▸ **What is needed**: Locate the line that contains "Point to the white". Print it and every subsequent line through the final line of the records, exactly and only those.

..........

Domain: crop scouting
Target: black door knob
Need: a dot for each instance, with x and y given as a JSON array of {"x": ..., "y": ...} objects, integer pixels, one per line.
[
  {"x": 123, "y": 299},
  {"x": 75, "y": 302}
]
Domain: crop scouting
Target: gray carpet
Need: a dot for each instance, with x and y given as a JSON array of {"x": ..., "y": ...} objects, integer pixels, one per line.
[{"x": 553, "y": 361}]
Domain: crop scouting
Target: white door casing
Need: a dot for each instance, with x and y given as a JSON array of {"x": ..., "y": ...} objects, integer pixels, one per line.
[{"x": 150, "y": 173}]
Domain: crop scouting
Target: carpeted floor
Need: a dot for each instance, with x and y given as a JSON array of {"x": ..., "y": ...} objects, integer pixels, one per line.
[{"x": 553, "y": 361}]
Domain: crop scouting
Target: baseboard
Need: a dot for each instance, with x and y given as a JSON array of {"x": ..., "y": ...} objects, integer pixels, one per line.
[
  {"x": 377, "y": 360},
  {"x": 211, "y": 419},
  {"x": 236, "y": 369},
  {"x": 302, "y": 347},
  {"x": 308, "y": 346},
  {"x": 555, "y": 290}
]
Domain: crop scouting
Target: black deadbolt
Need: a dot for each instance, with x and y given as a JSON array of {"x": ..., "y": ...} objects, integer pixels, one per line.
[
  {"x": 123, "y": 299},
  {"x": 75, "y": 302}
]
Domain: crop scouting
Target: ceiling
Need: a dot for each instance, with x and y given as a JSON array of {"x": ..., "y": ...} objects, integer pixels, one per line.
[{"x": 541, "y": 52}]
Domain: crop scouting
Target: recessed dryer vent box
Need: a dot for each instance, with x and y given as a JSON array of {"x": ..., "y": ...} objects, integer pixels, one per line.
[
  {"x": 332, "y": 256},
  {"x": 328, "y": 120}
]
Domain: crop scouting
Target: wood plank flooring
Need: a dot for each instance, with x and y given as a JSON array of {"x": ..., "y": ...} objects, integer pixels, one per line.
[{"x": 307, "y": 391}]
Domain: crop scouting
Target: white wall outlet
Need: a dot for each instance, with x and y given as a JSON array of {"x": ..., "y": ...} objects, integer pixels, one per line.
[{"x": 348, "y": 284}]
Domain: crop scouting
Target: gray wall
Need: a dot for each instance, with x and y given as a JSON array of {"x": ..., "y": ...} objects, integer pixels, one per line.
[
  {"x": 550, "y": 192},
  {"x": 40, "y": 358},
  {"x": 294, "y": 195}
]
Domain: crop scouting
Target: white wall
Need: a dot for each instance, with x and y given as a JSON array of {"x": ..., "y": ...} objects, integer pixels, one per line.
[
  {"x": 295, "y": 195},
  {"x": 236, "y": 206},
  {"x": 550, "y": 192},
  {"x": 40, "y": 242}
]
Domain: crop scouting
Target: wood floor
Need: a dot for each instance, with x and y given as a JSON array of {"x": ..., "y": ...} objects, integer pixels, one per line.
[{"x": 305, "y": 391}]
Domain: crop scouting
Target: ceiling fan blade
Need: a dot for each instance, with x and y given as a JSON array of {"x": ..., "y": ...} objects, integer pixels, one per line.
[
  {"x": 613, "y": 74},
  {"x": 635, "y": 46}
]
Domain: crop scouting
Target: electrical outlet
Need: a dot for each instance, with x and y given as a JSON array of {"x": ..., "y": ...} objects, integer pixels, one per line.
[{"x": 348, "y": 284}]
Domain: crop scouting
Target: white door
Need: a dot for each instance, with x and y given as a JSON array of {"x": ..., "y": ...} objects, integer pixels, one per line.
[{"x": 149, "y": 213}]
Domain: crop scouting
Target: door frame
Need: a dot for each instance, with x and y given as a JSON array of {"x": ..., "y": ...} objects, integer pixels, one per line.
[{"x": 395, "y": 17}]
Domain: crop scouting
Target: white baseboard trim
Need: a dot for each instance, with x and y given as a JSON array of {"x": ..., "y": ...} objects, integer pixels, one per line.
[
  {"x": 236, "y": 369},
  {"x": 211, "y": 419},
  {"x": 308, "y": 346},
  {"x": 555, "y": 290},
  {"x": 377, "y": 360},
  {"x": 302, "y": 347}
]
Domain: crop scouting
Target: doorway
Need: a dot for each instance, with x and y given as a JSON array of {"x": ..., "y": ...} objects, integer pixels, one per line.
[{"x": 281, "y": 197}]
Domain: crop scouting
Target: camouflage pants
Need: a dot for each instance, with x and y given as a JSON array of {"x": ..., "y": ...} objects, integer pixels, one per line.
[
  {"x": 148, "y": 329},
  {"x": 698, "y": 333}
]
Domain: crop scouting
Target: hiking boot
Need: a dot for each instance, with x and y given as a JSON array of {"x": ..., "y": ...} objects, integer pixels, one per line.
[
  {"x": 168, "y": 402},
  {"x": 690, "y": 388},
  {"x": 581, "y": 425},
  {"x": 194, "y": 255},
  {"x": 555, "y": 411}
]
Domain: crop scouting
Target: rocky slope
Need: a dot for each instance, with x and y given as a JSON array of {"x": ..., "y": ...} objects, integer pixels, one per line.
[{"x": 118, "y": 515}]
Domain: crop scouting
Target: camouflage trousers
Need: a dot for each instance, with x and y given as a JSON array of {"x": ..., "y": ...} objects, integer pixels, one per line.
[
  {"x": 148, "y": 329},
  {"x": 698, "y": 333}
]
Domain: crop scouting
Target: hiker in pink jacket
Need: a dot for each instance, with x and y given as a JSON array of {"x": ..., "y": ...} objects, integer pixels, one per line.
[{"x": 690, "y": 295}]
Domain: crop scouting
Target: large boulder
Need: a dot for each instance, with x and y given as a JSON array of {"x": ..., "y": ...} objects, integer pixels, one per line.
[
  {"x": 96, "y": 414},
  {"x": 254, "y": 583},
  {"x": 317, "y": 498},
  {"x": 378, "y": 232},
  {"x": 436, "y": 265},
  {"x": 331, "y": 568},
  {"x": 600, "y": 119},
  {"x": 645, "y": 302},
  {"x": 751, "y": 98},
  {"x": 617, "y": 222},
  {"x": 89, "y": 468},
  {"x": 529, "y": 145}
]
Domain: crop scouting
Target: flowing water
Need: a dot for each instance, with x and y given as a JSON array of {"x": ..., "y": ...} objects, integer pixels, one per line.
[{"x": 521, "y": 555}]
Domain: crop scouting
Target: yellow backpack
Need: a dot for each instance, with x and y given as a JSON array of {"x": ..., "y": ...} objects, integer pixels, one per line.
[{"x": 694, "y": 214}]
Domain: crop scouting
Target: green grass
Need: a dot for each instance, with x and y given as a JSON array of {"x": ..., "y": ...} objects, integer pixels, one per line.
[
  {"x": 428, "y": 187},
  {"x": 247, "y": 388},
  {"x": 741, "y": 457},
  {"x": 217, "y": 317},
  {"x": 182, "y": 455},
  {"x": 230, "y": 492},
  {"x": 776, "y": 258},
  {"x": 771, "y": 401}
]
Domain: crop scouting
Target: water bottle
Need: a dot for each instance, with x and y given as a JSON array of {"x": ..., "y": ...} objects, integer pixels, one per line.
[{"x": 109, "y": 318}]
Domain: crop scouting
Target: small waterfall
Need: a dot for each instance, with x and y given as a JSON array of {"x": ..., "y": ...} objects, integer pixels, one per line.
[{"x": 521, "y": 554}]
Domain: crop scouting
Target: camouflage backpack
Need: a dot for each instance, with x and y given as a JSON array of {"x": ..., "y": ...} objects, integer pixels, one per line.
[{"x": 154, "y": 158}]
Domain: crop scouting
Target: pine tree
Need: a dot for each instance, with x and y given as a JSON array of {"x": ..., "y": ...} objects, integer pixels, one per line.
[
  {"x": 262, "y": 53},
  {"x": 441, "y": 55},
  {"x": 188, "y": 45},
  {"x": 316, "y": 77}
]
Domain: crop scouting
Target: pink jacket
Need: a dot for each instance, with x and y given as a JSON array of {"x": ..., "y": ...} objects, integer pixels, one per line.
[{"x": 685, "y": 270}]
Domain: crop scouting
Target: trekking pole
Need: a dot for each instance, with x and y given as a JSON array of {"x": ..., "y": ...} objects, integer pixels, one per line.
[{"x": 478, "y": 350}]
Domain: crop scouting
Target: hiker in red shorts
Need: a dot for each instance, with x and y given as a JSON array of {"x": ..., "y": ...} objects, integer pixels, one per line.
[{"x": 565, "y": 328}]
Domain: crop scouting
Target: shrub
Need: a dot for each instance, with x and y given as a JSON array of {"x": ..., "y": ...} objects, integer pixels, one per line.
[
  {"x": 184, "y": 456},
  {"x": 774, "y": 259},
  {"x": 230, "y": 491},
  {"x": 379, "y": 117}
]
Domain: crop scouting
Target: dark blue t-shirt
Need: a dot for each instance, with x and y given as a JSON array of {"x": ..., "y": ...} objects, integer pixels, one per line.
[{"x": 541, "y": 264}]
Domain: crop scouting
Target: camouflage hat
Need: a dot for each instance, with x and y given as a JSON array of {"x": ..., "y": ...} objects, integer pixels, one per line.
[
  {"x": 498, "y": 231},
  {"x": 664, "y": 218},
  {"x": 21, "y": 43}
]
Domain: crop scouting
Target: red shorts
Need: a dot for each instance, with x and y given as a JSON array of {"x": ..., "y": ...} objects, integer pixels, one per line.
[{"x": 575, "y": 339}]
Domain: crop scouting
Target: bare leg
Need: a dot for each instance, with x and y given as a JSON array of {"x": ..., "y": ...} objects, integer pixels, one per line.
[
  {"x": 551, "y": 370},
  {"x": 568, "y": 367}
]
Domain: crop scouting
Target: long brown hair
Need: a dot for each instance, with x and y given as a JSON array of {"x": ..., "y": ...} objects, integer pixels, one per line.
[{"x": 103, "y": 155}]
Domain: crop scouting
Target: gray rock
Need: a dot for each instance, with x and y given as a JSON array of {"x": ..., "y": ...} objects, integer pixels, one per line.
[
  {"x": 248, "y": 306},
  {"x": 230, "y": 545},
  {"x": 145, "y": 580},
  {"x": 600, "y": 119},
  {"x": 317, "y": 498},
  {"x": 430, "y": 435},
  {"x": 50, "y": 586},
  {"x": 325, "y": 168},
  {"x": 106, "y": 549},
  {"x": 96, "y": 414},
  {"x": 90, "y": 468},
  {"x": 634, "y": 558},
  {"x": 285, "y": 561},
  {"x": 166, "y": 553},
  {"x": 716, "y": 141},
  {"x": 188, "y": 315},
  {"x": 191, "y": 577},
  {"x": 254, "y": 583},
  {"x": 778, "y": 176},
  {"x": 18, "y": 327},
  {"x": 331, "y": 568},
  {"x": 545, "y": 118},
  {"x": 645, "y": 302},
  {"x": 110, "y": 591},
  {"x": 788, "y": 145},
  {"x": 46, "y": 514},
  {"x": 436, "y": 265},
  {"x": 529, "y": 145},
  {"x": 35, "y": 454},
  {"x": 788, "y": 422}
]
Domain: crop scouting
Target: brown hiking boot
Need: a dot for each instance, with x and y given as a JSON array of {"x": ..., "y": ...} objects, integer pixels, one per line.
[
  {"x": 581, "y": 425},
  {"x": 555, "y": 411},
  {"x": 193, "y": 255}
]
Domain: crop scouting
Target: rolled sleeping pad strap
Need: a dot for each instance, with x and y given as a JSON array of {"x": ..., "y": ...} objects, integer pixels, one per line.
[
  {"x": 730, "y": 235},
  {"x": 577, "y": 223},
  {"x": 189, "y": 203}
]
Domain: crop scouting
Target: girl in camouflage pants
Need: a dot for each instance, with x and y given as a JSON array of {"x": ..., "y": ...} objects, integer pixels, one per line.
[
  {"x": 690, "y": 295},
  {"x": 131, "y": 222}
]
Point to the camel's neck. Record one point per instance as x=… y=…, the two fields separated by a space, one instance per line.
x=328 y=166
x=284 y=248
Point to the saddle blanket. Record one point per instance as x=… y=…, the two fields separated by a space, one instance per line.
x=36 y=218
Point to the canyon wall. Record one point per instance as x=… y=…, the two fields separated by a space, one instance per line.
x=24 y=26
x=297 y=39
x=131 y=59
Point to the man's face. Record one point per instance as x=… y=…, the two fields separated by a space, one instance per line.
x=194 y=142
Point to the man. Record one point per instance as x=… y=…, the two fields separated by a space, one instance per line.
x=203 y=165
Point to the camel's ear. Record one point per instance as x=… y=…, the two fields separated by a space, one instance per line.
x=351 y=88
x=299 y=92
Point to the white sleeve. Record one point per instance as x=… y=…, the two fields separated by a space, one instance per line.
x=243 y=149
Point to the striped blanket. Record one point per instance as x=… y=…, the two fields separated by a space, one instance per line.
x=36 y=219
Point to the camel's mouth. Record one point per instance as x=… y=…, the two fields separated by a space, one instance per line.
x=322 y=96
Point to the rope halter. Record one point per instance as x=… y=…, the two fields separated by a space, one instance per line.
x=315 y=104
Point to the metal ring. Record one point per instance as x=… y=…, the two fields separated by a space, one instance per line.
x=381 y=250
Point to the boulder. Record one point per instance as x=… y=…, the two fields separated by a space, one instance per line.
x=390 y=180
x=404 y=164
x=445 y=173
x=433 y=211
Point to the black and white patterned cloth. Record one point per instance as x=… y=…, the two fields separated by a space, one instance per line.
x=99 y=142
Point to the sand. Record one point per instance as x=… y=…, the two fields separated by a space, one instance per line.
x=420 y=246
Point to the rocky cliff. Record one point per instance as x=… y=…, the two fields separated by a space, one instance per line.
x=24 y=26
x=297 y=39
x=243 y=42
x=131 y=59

..........

▸ **Solution to this problem**:
Point to the white sleeve. Record one point per instance as x=… y=…, the two fields separated by a space, one instance per line.
x=243 y=149
Point to the striped blanket. Record one point per instance as x=… y=…, the two fields separated by a space, one instance per line.
x=36 y=219
Point to the camel's mouth. Record one point per instance as x=… y=…, the two fields separated by a space, one instance per line.
x=322 y=96
Point to the rope halter. Record one point per instance as x=… y=…, the two fields separated by a space, one instance per line.
x=315 y=104
Point to the metal ring. Record one point per instance as x=… y=…, the two fields separated by a space, one instance per line.
x=381 y=250
Point to the boulder. Record one point per instance as x=… y=…, the two fields separated by a space, one instance per line.
x=390 y=180
x=404 y=164
x=445 y=173
x=433 y=211
Point to the black and white patterned cloth. Record one point per instance as x=… y=…, the two fields separated by a space, one instance per line.
x=99 y=142
Point to the sand. Record one point per instance as x=… y=…, the two fields separated by a space, one instance per line.
x=420 y=246
Point to the rocky cliff. Record one point per instance as x=… y=…, the two fields separated by a space, one instance per line.
x=24 y=26
x=297 y=39
x=243 y=42
x=131 y=59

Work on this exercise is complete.